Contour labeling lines
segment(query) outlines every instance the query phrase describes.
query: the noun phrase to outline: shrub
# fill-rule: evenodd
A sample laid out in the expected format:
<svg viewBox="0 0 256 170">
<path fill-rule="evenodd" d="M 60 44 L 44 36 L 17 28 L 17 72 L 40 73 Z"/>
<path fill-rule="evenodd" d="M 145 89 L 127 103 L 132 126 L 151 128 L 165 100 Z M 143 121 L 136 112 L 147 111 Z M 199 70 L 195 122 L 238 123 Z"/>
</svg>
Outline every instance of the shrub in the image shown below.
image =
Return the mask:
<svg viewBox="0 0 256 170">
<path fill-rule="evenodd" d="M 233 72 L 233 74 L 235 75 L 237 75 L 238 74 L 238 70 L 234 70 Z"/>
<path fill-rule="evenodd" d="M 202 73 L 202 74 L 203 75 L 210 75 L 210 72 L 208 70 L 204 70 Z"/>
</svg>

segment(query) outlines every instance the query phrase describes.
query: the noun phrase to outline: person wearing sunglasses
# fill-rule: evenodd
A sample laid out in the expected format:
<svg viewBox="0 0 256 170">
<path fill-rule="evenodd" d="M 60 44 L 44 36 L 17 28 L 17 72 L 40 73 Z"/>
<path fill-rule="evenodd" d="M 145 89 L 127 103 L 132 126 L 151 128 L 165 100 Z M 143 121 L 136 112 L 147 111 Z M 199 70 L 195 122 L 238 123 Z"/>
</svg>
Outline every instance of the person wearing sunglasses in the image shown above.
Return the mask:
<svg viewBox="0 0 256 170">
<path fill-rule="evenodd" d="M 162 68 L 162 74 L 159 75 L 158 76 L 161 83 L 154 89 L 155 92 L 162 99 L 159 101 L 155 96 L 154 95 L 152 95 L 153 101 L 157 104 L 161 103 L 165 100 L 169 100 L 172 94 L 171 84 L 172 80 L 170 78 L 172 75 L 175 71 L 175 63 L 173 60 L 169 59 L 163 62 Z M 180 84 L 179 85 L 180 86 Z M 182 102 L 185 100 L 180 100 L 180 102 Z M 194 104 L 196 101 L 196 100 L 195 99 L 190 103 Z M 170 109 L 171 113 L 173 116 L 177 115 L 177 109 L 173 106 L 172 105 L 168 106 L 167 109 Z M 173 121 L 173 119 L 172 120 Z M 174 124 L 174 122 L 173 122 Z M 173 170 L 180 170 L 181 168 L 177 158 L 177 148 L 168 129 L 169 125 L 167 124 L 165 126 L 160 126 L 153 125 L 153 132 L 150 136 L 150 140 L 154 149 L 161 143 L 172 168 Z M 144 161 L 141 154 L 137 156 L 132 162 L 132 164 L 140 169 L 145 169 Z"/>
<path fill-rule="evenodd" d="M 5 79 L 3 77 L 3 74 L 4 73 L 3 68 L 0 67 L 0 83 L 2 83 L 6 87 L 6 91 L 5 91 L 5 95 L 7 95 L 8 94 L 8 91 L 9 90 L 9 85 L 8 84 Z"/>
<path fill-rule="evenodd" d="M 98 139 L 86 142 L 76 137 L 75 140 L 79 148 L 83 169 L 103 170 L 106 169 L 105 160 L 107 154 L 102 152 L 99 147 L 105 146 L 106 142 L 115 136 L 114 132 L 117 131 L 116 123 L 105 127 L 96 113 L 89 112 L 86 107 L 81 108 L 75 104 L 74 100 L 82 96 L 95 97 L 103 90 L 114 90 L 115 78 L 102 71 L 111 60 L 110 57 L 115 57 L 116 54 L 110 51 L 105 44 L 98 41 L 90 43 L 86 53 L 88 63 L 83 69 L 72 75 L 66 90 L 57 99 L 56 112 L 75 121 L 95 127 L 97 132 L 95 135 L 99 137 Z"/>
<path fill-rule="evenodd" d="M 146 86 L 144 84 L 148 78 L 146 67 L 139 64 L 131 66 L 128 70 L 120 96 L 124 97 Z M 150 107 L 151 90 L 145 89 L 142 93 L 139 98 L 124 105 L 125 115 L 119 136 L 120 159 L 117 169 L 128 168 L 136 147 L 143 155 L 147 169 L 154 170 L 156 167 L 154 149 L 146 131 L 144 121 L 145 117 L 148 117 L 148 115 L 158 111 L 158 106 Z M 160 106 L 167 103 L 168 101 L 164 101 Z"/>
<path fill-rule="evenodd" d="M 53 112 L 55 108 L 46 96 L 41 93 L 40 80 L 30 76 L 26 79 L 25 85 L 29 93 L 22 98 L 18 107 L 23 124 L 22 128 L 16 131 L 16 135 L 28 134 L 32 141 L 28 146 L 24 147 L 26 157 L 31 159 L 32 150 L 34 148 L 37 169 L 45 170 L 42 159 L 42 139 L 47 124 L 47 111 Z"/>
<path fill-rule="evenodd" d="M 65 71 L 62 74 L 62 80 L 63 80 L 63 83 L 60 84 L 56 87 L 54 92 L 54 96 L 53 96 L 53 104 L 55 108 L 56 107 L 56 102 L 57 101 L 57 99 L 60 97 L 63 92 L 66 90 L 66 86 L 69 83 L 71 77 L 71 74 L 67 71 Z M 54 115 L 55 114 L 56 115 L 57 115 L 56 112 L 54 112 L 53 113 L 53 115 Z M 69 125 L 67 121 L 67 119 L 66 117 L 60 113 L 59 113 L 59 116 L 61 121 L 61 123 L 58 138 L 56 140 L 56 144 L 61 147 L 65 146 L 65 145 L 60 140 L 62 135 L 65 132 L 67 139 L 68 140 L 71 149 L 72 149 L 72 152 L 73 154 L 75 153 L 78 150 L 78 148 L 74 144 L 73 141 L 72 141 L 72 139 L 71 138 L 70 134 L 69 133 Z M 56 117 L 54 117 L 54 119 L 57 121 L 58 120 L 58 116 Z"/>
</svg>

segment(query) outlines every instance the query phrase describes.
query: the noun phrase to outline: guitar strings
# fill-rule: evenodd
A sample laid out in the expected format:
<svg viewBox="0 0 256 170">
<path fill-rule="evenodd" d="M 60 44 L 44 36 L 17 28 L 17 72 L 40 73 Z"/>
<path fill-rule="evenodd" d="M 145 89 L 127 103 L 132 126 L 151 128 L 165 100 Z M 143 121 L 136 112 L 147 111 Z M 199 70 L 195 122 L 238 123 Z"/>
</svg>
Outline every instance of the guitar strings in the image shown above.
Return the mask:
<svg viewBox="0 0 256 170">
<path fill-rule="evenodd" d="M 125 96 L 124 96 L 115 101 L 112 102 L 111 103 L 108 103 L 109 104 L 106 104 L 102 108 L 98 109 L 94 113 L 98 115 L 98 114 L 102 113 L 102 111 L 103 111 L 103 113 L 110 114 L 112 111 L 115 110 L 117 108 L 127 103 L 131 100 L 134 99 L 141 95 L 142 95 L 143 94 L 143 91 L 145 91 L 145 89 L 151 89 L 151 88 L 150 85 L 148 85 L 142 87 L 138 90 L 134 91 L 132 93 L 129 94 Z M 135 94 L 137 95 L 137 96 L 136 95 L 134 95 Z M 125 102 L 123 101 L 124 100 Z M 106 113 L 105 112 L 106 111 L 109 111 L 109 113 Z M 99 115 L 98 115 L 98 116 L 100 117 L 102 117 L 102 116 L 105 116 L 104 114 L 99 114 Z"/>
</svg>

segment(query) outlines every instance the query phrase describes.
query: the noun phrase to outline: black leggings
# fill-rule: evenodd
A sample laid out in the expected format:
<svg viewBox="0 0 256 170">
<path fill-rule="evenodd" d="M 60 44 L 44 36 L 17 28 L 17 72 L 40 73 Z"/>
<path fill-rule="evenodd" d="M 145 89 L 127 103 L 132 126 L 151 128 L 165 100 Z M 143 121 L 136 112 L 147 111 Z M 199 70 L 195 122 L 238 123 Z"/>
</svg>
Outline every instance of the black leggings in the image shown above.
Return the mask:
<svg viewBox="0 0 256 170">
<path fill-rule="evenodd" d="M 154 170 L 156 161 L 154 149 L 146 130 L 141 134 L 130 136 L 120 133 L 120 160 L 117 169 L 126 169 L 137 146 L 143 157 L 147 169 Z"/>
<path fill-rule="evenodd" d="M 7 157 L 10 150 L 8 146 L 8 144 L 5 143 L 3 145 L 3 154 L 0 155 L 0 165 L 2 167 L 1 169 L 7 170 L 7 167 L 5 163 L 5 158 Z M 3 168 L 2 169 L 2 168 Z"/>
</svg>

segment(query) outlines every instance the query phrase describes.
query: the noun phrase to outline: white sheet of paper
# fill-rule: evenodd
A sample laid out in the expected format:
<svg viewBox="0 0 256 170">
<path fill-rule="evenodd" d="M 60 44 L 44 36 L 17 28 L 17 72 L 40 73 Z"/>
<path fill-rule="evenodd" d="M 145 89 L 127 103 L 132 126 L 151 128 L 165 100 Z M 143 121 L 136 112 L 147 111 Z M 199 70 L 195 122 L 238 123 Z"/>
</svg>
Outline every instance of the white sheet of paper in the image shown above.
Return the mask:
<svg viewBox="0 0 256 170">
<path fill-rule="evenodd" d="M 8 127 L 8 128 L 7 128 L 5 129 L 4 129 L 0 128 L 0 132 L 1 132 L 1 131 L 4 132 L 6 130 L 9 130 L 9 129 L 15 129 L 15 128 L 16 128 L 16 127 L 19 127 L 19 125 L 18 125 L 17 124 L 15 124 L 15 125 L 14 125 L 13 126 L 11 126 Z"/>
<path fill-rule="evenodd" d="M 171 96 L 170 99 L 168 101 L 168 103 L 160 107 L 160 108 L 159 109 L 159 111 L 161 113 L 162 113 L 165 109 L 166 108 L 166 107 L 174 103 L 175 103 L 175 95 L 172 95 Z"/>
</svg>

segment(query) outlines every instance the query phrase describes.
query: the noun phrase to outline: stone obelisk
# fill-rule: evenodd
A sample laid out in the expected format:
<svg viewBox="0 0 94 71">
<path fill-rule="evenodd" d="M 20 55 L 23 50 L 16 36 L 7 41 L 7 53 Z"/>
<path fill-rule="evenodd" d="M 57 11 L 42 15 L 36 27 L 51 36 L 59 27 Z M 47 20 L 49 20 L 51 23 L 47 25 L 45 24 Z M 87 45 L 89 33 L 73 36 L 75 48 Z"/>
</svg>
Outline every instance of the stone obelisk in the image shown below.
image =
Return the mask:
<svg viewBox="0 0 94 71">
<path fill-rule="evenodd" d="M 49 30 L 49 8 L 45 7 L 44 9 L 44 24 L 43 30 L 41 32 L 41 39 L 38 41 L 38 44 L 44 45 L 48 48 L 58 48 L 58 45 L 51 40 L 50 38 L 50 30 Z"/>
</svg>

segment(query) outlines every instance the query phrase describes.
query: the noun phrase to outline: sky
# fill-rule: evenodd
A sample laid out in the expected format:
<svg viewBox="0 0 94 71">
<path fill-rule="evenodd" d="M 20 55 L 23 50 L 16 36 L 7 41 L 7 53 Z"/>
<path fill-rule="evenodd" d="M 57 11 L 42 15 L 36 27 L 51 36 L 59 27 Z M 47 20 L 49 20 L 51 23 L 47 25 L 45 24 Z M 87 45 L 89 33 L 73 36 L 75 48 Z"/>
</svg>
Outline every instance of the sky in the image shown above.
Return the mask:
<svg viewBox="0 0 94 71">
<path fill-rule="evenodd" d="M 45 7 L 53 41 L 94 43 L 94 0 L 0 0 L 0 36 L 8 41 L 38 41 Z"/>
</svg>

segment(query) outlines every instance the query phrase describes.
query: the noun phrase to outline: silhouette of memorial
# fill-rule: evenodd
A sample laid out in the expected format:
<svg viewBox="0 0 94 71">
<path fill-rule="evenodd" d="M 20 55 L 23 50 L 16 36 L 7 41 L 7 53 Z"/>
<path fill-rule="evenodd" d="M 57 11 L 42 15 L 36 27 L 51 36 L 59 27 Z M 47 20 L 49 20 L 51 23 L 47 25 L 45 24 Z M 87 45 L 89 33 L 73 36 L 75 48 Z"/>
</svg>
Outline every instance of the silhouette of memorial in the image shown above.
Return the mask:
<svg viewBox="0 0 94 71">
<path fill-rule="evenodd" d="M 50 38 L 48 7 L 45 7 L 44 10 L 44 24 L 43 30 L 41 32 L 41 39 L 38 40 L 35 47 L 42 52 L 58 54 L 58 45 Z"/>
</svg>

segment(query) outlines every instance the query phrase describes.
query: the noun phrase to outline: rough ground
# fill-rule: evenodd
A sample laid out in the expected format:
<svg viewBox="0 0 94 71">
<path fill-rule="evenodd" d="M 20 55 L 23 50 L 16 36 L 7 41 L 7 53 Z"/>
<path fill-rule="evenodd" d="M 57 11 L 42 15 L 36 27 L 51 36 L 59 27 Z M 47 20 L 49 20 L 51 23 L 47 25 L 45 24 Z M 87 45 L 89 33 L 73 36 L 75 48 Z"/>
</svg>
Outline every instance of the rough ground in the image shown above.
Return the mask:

#### PROMPT
Gather every line above that contains the word "white", and copy each one in full.

#### WRITTEN REPLY
query: the noun phrase to outline: white sheet of paper
Outline every instance of the white sheet of paper in the image shown above.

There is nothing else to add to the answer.